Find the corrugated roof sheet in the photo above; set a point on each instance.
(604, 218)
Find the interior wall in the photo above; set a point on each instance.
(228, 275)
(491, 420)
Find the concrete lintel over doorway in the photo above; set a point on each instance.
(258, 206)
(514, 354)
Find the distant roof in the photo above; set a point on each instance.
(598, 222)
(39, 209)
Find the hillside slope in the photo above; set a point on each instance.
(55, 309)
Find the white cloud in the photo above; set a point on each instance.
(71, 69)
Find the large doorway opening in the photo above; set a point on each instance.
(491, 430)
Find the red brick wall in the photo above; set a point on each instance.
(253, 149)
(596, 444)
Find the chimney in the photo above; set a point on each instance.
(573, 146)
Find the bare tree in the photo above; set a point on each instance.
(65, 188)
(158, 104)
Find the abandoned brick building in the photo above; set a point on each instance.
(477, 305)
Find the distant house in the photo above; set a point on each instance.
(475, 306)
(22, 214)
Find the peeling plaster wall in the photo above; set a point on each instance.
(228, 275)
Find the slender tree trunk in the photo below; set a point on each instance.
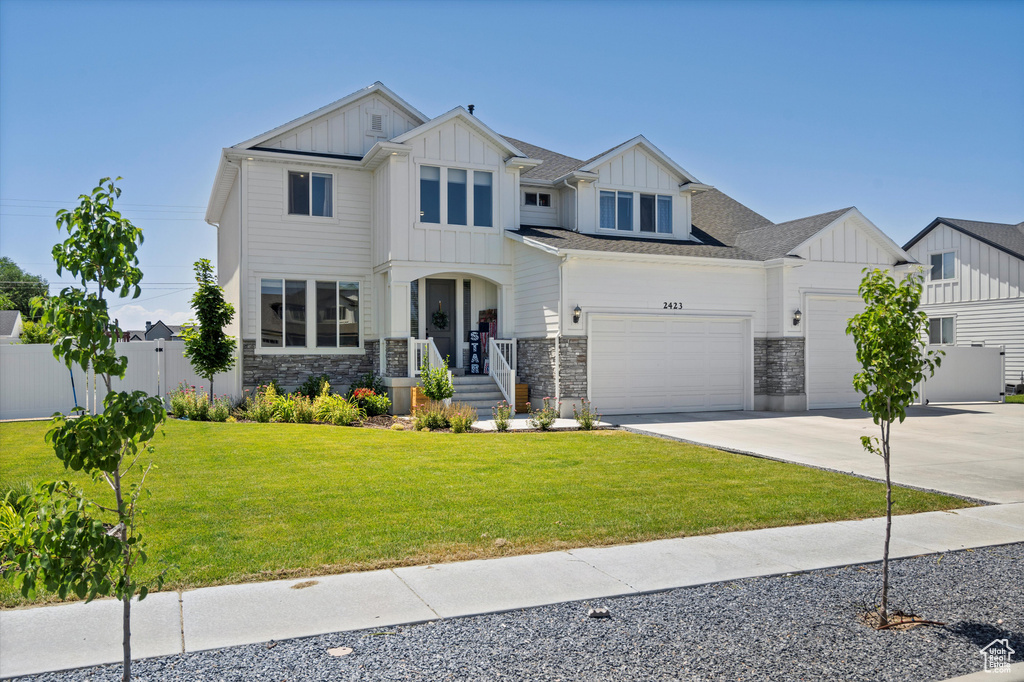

::::::::::

Rewrite every line of the records above, requests included, multiplying each point coordinate by 2.6 and rounding to the nearest whole number, with halves rounded up. Omit the pictures.

Find the corrugated roof sheet in the photo above; set a point on each instance.
(1570, 567)
Find the interior wall in the photo above; set a point on each instance.
(593, 715)
(1277, 1092)
Find the concrete lintel over doorway in the photo above; set a point on each instance.
(671, 536)
(1336, 920)
Find the distant roof in the photo above; set a point on each instance.
(1555, 577)
(101, 543)
Find the hillside slope in the photo above; set a point on each instance.
(143, 803)
Find the white cloud in the photo above; set a point on each instance.
(185, 179)
Find the large doorway opening in the photo above; set a point on each instance.
(1277, 1118)
Find the red brick wall in the photo above; set a point on each instance.
(658, 387)
(1550, 1154)
Find the chimney in the photo above; set a point on each instance.
(1490, 380)
Find the bare tree in the photo above; set a point on each instance.
(169, 489)
(411, 270)
Find the abandoned brick building in the photo above; set a point on each instance.
(1240, 793)
Find the distant house in the photo above; set a point on each instance.
(1235, 796)
(57, 556)
Find the peeling plaster wall in the photo above; set a point on each instance.
(593, 715)
Find the slender tree trunk in the photo below; set a point on each instance.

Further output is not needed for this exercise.